> Reading text:
###

BNL Researchers Achieve Sequencing Advance

Hexamer Strings Facilitate Primer Walking for DNA Sequencing

Researchers at the Brookhaven National Laboratory (BNL) recently announced a major advance in the primer walking approach to DNA sequencing. They found that saturating a DNA template with a single-stranded binding (SSB) protein allows strings of hexamers (pieces of DNA that are six nucleotides long) to cooperate in priming DNA synthesis. The discovery, reported in the December 11, 1992, issue of Science by Jan Kieleczawa, John J. Dunn, and F. William Studier, promises to accelerate sequencing tenfold while dramatically decreasing costs.

David Galas, Associate Director of the DOE Office of Health and Environmental Research, says the process should enable scientists to fully automate sequencing and "may be the key to gaining the capability needed to fully sequence the human genome and the genomes of other organisms."

###

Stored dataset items
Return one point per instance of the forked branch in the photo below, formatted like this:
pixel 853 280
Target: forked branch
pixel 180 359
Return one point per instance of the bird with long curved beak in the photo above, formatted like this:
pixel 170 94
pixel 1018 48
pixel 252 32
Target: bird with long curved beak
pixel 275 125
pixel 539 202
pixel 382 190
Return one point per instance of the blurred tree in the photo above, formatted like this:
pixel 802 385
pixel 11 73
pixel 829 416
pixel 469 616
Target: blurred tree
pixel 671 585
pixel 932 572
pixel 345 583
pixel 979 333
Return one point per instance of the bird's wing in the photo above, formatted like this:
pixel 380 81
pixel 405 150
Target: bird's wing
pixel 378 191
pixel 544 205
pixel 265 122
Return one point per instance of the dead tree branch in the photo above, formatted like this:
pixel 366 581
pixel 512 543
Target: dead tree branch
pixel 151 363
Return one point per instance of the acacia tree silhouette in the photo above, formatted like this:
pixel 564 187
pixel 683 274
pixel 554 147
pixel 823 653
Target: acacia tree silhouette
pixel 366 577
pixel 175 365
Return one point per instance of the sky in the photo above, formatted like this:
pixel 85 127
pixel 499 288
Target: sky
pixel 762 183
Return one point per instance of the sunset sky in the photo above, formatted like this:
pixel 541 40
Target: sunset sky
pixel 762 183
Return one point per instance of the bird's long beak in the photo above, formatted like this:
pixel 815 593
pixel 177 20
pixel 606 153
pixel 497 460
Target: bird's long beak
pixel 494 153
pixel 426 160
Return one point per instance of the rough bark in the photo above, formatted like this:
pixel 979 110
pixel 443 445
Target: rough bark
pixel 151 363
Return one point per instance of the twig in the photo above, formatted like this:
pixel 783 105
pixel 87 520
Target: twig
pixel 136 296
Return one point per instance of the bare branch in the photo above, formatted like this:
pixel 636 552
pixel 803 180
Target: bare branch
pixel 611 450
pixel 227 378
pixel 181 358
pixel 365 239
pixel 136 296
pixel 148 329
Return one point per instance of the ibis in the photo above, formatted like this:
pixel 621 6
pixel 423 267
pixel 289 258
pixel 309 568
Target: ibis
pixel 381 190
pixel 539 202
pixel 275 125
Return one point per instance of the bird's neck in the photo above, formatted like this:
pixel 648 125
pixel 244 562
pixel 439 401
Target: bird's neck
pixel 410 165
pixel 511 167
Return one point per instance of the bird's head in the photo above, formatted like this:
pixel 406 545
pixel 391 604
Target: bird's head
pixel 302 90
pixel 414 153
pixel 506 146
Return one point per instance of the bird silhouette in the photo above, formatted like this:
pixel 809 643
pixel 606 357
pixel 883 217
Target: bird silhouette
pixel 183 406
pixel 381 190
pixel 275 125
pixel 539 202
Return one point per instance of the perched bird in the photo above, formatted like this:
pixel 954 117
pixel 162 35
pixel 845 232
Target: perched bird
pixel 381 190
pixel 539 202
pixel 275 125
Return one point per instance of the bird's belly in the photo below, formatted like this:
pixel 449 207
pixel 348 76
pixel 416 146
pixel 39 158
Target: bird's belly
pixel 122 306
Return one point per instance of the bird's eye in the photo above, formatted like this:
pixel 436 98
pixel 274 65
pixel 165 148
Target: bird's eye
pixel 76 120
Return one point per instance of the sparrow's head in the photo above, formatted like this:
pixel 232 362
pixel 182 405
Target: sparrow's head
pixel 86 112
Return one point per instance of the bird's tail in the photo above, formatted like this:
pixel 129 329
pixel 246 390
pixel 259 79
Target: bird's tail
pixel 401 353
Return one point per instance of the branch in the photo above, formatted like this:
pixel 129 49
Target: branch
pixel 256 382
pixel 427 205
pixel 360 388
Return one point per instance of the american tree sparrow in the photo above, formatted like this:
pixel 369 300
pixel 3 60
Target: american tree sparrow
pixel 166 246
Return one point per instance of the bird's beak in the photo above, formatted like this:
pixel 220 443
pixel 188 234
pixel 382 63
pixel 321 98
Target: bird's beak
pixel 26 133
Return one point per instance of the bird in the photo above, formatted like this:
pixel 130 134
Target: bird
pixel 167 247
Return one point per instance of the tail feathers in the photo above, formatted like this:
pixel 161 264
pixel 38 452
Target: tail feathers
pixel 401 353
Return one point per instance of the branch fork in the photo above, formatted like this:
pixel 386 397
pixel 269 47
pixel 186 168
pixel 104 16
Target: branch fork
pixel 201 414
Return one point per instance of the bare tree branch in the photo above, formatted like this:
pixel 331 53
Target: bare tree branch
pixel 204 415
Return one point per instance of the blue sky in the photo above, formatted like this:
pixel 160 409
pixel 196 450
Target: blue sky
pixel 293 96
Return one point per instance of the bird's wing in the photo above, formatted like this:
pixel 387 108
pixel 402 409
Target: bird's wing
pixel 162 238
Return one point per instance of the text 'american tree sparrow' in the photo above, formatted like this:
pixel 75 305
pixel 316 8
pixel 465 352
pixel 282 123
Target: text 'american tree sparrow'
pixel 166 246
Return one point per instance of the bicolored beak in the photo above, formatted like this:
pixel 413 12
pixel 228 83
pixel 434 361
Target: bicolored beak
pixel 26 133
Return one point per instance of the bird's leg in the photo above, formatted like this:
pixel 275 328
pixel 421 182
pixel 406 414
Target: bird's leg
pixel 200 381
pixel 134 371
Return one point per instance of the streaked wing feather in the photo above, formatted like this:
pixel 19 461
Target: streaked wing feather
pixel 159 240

###

> Prompt:
Answer these questions using the text on the BNL sequencing advance.
(a) What protein is used to saturate the DNA template?
(b) In which journal and issue was the discovery reported?
(c) What position does David Galas hold?

> Your response:
(a) A single-stranded binding (SSB) protein.
(b) The December 11, 1992, issue of Science.
(c) Associate Director of the DOE Office of Health and Environmental Research.